**TASK**: Copy out the line containing "the dried thistle" and each line after it, through the last one in the material, exactly as written.

Stored records
# # # # #

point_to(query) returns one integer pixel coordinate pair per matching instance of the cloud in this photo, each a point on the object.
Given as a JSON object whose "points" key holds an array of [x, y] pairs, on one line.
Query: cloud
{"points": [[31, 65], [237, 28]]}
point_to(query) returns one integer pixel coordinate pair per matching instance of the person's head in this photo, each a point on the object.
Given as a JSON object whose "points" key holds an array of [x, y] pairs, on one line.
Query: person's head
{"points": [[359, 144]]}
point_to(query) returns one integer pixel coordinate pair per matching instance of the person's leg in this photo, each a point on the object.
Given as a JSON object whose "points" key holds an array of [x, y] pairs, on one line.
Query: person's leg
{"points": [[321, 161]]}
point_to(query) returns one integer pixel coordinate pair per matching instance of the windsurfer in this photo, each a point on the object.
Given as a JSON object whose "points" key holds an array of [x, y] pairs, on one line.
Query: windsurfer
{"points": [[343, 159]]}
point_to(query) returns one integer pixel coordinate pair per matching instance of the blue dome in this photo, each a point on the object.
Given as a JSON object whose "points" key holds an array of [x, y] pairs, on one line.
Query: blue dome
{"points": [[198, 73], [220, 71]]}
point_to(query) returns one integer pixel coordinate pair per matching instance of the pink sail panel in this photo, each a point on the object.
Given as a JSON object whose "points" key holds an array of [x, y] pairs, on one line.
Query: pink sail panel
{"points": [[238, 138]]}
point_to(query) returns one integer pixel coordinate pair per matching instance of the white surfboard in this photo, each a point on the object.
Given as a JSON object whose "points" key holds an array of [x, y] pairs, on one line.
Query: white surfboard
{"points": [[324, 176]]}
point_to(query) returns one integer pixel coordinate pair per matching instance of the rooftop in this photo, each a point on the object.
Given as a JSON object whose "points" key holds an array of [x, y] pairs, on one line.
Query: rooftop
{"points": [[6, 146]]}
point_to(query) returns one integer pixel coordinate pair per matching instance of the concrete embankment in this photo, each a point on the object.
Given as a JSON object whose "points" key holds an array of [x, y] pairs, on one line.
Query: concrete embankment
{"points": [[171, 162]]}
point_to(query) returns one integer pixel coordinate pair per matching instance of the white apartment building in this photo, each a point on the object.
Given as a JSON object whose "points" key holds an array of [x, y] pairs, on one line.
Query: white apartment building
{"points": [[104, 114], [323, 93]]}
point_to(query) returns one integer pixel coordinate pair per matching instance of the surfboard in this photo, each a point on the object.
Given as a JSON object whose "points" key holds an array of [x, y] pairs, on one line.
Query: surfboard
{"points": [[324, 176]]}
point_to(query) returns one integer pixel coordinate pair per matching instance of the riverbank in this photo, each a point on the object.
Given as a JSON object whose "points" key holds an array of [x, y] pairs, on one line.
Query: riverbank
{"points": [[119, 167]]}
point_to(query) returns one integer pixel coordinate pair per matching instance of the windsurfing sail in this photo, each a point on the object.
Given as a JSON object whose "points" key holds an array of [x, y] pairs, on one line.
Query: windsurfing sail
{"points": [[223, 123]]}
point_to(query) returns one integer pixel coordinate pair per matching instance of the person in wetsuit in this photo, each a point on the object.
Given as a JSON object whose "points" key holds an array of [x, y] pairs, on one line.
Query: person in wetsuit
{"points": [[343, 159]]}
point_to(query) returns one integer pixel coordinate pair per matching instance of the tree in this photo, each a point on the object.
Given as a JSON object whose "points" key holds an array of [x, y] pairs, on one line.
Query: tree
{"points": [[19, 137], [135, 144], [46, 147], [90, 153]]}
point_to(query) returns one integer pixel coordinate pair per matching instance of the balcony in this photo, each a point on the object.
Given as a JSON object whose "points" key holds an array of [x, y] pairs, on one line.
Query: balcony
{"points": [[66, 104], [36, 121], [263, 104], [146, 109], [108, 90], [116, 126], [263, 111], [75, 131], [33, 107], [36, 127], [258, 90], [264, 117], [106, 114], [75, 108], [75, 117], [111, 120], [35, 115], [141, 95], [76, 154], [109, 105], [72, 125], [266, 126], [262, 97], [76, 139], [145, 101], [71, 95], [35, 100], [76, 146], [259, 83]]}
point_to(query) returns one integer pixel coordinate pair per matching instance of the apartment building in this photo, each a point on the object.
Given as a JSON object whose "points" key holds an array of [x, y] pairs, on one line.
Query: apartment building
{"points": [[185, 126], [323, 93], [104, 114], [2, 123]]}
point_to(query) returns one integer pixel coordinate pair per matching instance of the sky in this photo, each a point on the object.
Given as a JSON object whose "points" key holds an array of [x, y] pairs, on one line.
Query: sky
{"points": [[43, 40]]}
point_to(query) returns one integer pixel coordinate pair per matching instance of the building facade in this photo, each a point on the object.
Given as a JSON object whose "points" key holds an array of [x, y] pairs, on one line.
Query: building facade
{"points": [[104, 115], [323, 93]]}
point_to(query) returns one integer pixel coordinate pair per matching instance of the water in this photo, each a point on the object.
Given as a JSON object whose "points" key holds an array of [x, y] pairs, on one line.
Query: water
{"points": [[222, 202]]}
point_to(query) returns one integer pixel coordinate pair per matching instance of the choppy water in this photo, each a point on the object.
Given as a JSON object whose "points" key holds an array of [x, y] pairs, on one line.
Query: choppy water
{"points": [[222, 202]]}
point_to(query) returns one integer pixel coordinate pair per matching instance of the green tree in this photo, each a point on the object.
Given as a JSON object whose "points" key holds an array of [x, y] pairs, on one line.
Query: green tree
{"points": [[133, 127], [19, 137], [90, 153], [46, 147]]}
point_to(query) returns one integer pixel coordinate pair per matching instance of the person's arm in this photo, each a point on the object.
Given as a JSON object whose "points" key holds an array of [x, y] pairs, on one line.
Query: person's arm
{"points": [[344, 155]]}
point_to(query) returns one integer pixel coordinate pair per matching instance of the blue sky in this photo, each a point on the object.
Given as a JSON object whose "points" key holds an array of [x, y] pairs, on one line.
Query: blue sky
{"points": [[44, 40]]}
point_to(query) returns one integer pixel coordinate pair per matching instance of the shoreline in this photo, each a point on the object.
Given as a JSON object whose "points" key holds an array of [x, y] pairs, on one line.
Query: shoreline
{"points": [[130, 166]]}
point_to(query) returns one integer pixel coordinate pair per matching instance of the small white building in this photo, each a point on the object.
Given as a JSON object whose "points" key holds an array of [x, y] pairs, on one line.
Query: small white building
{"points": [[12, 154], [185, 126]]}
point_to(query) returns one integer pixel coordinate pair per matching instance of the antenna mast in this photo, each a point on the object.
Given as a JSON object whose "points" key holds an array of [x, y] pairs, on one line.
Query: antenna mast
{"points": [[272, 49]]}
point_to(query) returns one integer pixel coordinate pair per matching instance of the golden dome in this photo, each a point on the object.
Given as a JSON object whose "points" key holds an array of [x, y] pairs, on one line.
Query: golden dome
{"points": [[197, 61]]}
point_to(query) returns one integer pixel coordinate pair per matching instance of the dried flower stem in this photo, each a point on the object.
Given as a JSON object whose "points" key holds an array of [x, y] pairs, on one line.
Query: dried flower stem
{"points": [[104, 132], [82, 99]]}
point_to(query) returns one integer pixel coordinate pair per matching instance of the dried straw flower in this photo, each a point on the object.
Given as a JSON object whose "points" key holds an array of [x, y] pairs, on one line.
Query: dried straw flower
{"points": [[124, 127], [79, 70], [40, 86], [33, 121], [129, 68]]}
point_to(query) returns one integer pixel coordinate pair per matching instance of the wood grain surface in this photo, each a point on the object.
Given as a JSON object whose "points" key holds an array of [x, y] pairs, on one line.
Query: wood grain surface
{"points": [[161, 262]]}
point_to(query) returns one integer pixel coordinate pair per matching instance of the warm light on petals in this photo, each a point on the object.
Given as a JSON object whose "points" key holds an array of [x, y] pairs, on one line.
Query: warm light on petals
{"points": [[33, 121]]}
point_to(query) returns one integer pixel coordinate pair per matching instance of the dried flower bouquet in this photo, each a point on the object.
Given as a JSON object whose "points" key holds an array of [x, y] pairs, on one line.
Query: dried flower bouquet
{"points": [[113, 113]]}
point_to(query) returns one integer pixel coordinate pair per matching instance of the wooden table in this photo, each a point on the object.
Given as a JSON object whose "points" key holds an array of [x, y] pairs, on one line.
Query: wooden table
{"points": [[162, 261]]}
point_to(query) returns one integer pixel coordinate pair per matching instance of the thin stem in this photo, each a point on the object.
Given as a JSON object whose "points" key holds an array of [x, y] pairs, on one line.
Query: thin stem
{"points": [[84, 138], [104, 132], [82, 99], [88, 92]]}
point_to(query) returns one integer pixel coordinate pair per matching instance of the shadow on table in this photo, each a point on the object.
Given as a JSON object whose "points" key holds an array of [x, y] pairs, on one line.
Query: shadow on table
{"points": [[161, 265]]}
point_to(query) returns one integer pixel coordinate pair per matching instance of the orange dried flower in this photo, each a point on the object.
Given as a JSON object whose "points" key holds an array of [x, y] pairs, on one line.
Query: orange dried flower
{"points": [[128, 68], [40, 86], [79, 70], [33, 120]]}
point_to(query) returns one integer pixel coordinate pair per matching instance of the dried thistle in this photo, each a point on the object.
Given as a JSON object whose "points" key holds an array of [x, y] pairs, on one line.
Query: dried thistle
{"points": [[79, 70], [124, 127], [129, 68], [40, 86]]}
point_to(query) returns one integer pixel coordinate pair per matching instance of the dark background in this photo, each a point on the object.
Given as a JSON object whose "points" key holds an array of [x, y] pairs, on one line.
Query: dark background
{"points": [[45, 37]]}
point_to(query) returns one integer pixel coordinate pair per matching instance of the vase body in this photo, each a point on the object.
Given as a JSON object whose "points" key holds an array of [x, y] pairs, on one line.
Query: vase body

# # # # #

**CORRECT OUTPUT**:
point_to(query) returns one integer pixel coordinate pair per matching instance of the dried thistle in this photo, each a point on the object.
Given as a JSON object whose "points" key holds an array of [x, y] pairs, on one line.
Query: dried thistle
{"points": [[79, 70], [124, 127], [129, 68], [40, 86]]}
point_to(query) returns one integer pixel coordinate pair per matching instance of the dark background in this photo, each a point on the object.
Given as a JSON object whose "points" key holds an array of [x, y] pairs, on one line.
Query: dark background
{"points": [[45, 37]]}
point_to(query) returns one integer pixel coordinate pair per matching instance of the vase body in this photo, each a point on the object.
Given as a JSON object whose "points" key holds an array of [x, y] pairs, on one line.
Query: vase body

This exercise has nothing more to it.